• **RECORD EXCERPTS**

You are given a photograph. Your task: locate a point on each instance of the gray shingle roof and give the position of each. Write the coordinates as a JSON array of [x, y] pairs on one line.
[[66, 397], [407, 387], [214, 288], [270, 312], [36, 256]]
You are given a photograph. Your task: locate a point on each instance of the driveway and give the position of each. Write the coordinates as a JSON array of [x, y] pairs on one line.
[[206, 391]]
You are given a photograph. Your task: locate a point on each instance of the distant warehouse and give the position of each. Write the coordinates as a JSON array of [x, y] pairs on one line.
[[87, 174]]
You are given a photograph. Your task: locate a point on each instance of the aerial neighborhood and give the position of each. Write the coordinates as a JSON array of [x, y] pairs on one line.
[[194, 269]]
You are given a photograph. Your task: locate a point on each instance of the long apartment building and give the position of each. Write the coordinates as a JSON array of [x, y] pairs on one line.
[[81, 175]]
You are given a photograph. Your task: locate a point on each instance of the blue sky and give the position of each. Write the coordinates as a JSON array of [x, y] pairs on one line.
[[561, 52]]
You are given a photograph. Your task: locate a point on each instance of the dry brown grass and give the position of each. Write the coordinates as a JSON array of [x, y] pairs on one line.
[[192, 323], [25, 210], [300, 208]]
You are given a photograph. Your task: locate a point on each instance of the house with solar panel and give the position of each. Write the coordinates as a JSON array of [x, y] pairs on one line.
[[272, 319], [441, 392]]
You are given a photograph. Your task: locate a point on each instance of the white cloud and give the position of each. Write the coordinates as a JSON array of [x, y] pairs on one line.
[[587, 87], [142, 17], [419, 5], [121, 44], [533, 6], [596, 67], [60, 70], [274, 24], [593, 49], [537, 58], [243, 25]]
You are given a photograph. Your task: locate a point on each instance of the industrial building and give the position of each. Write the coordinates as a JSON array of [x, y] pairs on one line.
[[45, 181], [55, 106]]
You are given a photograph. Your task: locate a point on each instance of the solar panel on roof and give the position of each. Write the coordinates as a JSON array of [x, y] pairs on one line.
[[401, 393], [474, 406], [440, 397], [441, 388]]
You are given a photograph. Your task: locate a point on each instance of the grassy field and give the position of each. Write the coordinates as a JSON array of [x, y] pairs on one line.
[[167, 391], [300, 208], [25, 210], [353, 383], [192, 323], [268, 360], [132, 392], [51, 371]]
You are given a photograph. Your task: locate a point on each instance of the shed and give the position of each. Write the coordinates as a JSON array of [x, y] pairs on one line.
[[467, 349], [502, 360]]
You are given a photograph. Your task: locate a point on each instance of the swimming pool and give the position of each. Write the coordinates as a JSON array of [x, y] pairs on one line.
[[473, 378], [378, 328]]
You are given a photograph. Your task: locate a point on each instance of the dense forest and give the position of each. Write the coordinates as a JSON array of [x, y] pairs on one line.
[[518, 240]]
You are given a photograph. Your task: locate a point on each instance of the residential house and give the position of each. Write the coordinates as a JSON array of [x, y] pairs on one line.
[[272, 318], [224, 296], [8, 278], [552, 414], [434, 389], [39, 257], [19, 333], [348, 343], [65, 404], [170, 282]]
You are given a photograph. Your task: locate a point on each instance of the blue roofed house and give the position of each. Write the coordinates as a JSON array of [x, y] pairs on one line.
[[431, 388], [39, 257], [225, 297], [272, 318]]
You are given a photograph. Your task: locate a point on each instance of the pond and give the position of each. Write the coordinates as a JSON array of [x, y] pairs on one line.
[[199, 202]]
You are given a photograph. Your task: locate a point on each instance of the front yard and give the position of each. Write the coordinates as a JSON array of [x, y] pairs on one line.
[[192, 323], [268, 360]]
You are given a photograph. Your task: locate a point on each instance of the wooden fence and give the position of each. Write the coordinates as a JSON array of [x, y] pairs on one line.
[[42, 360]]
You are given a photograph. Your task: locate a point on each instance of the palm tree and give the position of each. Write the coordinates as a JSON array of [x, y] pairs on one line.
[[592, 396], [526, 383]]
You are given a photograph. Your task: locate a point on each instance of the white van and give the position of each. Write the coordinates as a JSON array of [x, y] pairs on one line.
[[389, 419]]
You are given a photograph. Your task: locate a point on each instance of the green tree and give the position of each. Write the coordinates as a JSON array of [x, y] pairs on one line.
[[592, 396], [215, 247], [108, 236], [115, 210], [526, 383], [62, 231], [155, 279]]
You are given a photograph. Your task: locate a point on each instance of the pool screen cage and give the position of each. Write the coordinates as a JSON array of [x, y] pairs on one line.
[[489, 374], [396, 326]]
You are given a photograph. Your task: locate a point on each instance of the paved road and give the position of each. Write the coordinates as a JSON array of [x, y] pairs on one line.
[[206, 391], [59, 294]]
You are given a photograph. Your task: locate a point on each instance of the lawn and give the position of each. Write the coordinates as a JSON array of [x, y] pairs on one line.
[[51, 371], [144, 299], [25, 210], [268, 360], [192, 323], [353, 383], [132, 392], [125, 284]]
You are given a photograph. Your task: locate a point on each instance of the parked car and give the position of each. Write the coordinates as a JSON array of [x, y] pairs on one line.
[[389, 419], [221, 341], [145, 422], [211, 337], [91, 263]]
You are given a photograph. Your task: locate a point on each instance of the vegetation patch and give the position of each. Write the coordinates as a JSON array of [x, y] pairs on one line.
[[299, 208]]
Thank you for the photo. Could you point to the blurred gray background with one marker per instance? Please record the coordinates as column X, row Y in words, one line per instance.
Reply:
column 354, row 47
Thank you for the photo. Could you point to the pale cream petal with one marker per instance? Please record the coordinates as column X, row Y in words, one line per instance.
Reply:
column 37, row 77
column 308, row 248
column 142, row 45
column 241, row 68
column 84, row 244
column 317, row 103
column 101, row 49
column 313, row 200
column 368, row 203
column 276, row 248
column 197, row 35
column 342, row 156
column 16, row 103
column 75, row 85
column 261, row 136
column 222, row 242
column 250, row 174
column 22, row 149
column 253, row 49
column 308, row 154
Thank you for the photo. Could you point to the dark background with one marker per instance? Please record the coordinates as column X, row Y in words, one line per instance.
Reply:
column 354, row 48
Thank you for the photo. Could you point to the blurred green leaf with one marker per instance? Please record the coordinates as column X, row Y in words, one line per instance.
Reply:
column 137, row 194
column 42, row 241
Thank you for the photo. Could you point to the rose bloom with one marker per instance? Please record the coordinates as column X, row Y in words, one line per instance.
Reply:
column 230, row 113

• **INSTRUCTIONS FOR THE TASK**
Rewrite the records above, swapping "JSON array" for "JSON list" and leaving everything else as it is.

• **ANSWER TO THIS PROBLEM**
You are given a photograph. Your task: locate a point on each instance of the gray shingle roof and give the position of each. Write the coordinates as a JSON list of [x, y] pairs on one line.
[[66, 397], [407, 387], [214, 288], [270, 312], [36, 256]]
You are given a photograph. Your task: locate a point on each instance of the driveway and give the position of each. Write the coordinates as a JSON list of [x, y] pairs on one line.
[[206, 391]]
You are given a photograph. Your task: locate a point on each instance of the distant warehouse and give the position of each. Write the coordinates as a JSON list of [x, y] pairs on one line.
[[87, 174]]
You are given a photograph. Your task: locate a point on each instance of the aerial neighborhood and give the position of each. Write the coordinates as a JSON list of [x, y] pairs on one line.
[[194, 269]]
You are given a photograph. Your task: locate a point on each instance of the long apartment building and give the position of each. Write the coordinates as a JSON list of [x, y] pairs on one line.
[[81, 175]]
You are given a photograph. Your task: locate a point on each instance of the blue sky and give the position of each. Write the coordinates as a JSON list of [x, y] pairs on one line.
[[561, 52]]
You are given a photograph. Your task: locate a point on each instance of the dry brown grass and give the position of each. Write the coordinates as a JSON list of [x, y] pairs on one line.
[[192, 323], [25, 210], [300, 208]]
You are given a photograph. Your task: locate a point on each instance of the house with solar panel and give the position of each. Write the coordinates as a JSON list of [x, y] pairs on one line.
[[272, 319], [441, 392]]
You are given a photograph. Your task: locate a point on each instance of the white cloud and give the position of each. Write the coordinates as a JSON list of [x, y] pairs on one line.
[[587, 87], [142, 17], [419, 5], [121, 44], [533, 6], [596, 67], [60, 70], [274, 24], [593, 49], [537, 58], [243, 25]]
You are given a photograph. Your task: locate a point on each instance of the industrial building and give the position of each. Write the coordinates as a JSON list of [x, y] pairs on one line.
[[45, 181], [55, 106]]
You are given a photograph. Your task: locate a point on each instance of the solar panel on roof and give the position of each. Write the coordinates as a JSON list of [x, y] pairs on one line.
[[401, 393], [474, 406], [440, 397], [441, 388]]
You are given a photograph. Your task: locate a point on each instance of the grassy field and give the position of each. Write the coordinates as a JSON list of [x, y] pairs on one line.
[[167, 391], [300, 208], [25, 210], [353, 383], [192, 323], [268, 360], [132, 392], [51, 371]]
You are given a photograph. Your task: locate a point on each instance of the shed and give the position of each. Write the coordinates as a JSON list of [x, y] pairs on one line.
[[467, 349], [502, 360]]
You are given a photograph. Your task: locate a point on each instance of the swimming pool and give the position of each. Write the coordinates as a JSON list of [x, y] pairs on one line.
[[473, 378], [378, 328]]
You are given a photograph. Your task: locate a point on each instance of the dense forest and give the position of each. Write the coordinates as a JSON list of [x, y] pairs on one line.
[[518, 240]]
You are given a photograph. Your task: locate a point on each instance of the residential house and give the position of each. Write the coordinates as a JSON list of [x, y] pairs on one line.
[[272, 318], [224, 296], [8, 278], [552, 414], [434, 389], [39, 257], [19, 333], [348, 343], [65, 404], [170, 282]]
You are given a photograph. Your task: locate a point on each instance of the blue roofed house and give the position of each. Write the coordinates as a JSON list of [x, y] pairs on one line.
[[431, 388], [39, 257], [225, 297], [272, 318]]
You are given a photograph. Your task: locate a point on each instance of the pond and give the position of each. Write the coordinates as a JSON list of [x, y] pairs on one line.
[[199, 202]]
You are given a photograph. Your task: locate a point on each instance of the front yard and give the position of each. Write the coordinates as a JSON list of [x, y] pairs on one line.
[[192, 323], [268, 360]]
You are given a photograph. Your task: locate a point on each instance of the wooden fence and give the position of each. Write the coordinates as a JSON list of [x, y] pairs on one line.
[[42, 360]]
You are given a photograph. Your task: locate a point on each instance of the palm tree and give the position of each. Write the coordinates as a JSON list of [x, y] pairs on one line.
[[592, 396], [526, 383]]
You are given a photograph. Your task: locate a point on each instance of the white van and give the position of each. Write the coordinates as a JSON list of [x, y] pairs on one line.
[[389, 419]]
You are given a photograph. Your task: locate a point on each instance of the green tree and give the position of each. Write the coordinates as a JSON list of [x, y] pairs on one line.
[[592, 396], [215, 247], [108, 236], [115, 210], [526, 383], [62, 231], [155, 279]]
You are given a photograph. Your task: locate a point on each instance of the pool screen cage and give the position of each. Write the coordinates as a JSON list of [x, y] pairs on one line.
[[489, 374], [396, 326]]
You are given a photograph. Your task: locate a point on each instance of the paved road and give the position of each. Write the coordinates as a JSON list of [x, y] pairs on one line.
[[206, 391], [59, 294]]
You are given a photograph. Your task: locate a point on each instance of the lawn and give the position of each. Write the coordinates as a JSON list of [x, y] pairs on one line.
[[51, 371], [144, 299], [25, 210], [268, 360], [192, 323], [353, 383], [132, 392], [125, 284]]
You are given a photograph. Your task: locate a point on each instance of the parked car and give the position of each. Write the coordinates as a JSON list of [x, y] pairs on one line.
[[389, 419], [221, 341], [145, 422], [211, 337], [91, 263]]
You are given a photograph. Your task: locate a point on each instance of the vegetation patch and give the position of each. Write the coordinates as a JSON list of [x, y] pairs on one line.
[[299, 208]]
Thank you for the photo. Could you point to the blurred gray background with one marker per instance? Please record the coordinates as column X, row Y in words, one line per instance.
Reply:
column 354, row 47
Thank you for the photo. Could you point to the pale cream petal with one marker per instance? Please record the coordinates as column X, row Y in words, one line per instance.
Reply:
column 37, row 77
column 308, row 248
column 142, row 45
column 241, row 68
column 84, row 244
column 317, row 103
column 101, row 49
column 313, row 200
column 368, row 203
column 276, row 248
column 197, row 35
column 342, row 156
column 16, row 103
column 75, row 85
column 261, row 136
column 222, row 242
column 250, row 174
column 22, row 149
column 253, row 49
column 308, row 154
Thank you for the photo. Could you point to the dark background with one marker per instance? Please record the coordinates as column X, row Y in words, one line per instance.
Reply:
column 354, row 48
Thank you for the photo. Could you point to the blurred green leaf with one marker per instance? Please record the coordinates as column X, row Y in words, one line per instance.
Reply:
column 137, row 194
column 42, row 241
Thank you for the photo. Could you point to the rose bloom with one marker per instance? Please record the coordinates as column X, row Y in words, one line per instance.
Reply:
column 230, row 113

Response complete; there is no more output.